(Labeled shape records)
=-=-=-=-=
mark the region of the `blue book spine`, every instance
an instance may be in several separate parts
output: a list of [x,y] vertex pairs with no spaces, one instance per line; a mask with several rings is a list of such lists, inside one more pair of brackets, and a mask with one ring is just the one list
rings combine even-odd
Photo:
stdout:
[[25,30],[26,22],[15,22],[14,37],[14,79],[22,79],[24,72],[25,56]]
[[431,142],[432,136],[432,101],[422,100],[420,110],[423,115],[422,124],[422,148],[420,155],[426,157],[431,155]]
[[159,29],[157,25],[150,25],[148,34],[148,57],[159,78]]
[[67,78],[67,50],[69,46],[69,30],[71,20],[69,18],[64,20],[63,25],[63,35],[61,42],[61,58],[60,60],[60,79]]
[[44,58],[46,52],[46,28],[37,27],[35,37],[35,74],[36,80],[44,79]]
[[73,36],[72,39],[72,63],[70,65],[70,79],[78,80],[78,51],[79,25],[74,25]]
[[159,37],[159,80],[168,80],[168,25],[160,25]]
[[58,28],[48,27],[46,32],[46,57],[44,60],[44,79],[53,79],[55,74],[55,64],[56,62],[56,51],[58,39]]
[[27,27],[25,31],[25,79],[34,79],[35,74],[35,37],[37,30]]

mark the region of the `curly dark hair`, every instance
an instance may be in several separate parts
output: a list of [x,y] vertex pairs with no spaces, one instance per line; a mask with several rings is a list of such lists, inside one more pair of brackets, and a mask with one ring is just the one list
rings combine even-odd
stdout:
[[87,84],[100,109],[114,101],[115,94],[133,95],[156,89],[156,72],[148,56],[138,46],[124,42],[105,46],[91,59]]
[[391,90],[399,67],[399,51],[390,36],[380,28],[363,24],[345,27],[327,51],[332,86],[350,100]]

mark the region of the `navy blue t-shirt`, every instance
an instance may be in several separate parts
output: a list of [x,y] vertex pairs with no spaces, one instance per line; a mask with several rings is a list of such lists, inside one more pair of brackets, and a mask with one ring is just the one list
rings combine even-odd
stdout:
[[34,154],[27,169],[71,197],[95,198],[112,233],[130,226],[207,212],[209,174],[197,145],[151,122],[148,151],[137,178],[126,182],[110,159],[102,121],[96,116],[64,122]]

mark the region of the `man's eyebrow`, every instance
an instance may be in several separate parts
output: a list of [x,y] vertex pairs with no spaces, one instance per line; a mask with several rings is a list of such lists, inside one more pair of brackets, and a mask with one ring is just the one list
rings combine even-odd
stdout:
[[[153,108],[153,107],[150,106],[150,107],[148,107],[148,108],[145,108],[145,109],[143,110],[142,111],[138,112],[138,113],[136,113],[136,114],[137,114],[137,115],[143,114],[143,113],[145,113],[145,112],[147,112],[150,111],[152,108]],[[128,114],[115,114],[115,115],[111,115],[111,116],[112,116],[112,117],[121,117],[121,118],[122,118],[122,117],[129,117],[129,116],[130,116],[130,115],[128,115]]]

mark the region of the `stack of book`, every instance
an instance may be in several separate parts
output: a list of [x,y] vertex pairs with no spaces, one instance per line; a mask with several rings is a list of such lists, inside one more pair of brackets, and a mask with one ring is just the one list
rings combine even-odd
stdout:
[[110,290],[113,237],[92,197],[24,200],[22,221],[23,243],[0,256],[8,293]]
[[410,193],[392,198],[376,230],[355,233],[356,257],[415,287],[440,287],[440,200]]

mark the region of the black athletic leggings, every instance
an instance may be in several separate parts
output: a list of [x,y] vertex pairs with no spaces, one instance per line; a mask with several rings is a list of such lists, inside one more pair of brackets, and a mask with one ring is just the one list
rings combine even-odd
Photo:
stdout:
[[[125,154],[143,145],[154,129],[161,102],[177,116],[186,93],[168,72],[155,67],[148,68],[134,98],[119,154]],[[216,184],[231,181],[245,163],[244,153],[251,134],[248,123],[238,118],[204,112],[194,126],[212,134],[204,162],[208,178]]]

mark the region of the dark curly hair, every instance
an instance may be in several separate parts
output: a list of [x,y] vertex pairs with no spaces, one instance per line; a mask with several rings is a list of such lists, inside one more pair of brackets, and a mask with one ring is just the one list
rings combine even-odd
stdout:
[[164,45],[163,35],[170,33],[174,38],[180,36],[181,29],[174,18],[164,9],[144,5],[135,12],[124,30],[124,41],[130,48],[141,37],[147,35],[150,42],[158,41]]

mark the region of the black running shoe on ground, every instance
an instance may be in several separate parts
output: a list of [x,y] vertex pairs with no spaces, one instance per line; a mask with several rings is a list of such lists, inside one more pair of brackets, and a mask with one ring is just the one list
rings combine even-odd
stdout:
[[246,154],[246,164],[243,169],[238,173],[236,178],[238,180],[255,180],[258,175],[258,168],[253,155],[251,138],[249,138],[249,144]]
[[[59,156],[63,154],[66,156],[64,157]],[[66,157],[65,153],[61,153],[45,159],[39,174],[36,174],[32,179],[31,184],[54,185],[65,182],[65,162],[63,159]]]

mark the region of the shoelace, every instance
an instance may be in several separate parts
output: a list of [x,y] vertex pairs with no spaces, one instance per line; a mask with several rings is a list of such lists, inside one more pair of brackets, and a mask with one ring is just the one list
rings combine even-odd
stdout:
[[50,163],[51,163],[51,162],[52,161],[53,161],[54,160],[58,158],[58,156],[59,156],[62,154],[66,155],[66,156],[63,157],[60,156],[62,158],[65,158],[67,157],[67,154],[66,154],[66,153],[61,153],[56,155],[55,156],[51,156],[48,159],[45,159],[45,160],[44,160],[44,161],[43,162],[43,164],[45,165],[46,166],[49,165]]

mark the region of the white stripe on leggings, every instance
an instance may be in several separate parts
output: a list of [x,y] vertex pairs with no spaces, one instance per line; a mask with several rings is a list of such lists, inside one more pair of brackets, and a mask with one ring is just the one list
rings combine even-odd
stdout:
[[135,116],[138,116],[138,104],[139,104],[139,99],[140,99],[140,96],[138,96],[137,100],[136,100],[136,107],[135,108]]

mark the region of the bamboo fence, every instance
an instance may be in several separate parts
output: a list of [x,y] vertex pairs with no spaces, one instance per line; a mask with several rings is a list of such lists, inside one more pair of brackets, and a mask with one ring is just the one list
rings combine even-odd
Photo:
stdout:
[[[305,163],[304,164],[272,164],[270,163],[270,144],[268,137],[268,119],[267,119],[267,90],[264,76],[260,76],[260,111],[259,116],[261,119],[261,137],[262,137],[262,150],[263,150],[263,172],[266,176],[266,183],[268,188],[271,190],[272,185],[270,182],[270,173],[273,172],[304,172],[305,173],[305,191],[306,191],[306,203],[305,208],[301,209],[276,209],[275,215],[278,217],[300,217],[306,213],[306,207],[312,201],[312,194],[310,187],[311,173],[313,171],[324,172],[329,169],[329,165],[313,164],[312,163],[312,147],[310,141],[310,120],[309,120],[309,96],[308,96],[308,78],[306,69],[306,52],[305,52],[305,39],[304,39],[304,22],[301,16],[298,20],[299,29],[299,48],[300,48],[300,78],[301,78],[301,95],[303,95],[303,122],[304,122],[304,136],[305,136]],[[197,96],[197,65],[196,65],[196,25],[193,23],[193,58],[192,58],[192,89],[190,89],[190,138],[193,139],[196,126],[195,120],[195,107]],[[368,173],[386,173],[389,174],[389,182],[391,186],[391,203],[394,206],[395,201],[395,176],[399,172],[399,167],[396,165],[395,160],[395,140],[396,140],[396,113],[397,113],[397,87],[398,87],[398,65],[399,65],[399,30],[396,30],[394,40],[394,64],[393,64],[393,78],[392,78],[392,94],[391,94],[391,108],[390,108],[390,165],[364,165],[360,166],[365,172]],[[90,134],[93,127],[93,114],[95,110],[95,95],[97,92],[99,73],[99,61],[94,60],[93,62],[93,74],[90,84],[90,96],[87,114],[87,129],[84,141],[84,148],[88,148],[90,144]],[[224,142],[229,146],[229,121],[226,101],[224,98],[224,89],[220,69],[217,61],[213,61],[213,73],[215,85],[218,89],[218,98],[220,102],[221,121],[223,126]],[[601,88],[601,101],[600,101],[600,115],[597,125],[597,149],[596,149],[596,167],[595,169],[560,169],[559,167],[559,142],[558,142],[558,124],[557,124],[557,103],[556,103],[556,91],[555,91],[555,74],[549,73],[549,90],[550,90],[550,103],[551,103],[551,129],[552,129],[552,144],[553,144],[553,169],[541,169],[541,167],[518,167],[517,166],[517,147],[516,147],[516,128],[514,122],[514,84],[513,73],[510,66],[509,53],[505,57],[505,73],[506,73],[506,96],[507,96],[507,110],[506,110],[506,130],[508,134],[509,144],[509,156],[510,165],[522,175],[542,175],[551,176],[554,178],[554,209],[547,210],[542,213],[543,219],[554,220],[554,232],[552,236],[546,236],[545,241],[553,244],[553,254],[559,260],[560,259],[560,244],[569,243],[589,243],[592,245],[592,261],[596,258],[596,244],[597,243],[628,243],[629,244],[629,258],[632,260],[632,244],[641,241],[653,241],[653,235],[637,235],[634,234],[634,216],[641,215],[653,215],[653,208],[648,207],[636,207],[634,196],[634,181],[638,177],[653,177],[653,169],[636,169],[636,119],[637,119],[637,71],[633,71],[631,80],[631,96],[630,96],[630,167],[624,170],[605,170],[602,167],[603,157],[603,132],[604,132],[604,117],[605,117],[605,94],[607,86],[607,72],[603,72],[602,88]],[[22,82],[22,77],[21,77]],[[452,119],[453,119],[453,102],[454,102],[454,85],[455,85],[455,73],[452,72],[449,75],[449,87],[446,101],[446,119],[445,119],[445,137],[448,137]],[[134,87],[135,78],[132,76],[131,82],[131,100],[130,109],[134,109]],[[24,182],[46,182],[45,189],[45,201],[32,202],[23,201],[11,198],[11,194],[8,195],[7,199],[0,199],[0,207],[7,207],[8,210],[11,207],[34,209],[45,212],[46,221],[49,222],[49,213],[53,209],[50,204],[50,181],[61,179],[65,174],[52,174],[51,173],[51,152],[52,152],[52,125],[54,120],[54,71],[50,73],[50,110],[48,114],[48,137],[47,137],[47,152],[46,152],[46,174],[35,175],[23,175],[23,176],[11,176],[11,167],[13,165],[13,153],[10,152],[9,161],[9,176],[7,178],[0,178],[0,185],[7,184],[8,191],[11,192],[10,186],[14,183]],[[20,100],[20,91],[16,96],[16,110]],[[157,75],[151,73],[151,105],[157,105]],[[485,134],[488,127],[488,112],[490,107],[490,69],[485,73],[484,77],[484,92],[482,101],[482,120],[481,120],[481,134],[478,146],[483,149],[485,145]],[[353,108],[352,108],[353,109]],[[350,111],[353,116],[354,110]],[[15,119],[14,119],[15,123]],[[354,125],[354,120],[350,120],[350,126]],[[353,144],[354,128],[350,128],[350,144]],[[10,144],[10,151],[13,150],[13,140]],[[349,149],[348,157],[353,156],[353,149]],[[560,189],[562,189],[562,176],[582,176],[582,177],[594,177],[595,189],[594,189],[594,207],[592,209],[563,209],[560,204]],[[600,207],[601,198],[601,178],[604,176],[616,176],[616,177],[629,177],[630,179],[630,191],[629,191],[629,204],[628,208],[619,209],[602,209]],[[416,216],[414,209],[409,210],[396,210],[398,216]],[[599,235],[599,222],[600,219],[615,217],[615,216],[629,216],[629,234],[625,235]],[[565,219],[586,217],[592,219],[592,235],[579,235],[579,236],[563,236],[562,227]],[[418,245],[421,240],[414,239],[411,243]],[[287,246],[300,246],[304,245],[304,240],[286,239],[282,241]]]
=-=-=-=-=
> _Short exercise_
Pick out each line from the rows above that includes the string "dark" and reproduce those lines in full.

> _Output of the exercise_
mark the region of the `curly dark hair`, every instance
mark the region of the dark curly hair, every instance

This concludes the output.